--- Start of Given data ---
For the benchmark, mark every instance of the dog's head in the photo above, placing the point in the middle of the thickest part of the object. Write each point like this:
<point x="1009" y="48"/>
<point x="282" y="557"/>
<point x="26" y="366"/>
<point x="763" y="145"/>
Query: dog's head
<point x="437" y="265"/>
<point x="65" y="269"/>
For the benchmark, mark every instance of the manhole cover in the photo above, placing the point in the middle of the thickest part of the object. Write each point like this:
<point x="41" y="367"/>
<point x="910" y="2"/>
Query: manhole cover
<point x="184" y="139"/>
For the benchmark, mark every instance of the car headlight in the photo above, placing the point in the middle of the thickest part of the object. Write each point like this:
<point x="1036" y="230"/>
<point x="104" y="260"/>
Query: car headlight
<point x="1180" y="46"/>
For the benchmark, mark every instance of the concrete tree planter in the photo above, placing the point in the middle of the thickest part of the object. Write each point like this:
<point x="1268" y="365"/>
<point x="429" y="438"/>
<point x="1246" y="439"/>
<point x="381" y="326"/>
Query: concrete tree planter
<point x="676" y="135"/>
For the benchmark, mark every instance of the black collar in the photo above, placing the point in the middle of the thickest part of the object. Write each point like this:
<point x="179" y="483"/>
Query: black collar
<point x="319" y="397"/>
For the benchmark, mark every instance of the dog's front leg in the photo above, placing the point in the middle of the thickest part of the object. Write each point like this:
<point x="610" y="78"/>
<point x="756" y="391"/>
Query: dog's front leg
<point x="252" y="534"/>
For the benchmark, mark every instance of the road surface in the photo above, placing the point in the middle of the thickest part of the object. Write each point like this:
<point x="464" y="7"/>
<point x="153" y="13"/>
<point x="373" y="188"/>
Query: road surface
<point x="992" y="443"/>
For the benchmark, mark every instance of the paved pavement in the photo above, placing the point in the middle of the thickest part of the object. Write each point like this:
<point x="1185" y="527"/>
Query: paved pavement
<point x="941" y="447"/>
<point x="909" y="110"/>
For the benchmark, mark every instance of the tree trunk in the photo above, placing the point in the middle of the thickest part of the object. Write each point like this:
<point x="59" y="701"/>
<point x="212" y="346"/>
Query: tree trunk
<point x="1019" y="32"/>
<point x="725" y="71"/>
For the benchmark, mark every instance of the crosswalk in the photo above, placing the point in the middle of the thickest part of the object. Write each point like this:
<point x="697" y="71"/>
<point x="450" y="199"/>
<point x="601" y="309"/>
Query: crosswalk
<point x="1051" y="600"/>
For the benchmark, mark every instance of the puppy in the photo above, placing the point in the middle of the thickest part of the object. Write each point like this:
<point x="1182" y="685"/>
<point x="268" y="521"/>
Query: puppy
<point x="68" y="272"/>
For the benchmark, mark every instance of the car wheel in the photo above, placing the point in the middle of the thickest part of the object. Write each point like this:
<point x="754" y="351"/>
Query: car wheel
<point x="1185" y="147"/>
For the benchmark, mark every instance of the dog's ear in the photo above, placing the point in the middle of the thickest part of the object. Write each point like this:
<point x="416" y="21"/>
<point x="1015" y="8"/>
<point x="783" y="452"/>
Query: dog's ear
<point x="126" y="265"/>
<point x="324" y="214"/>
--- End of Given data ---
--- Start of Given data ---
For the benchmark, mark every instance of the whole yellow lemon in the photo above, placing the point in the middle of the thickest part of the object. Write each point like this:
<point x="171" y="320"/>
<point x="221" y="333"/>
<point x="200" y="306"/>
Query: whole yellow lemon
--- End of Given data ---
--- Start of Given data ---
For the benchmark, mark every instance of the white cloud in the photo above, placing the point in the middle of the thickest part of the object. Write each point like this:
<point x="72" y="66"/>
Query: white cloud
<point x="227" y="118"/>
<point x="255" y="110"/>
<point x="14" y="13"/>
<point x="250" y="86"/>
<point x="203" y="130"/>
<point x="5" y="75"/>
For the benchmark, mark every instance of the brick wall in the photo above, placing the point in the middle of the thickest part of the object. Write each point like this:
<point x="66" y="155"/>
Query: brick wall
--- End of Given data ---
▸ **Your instructions**: Copy the data verbatim, starting at the line containing "For the benchmark, mark every instance of the car headlight" and continuing through the line containing "Query: car headlight", with both of those lines included.

▸ **Reply to the exercise**:
For the benchmark, mark every instance of the car headlight in the photo above, placing the point in the middle of the thickest part of the object. Write each point like this:
<point x="1036" y="230"/>
<point x="104" y="260"/>
Query: car headlight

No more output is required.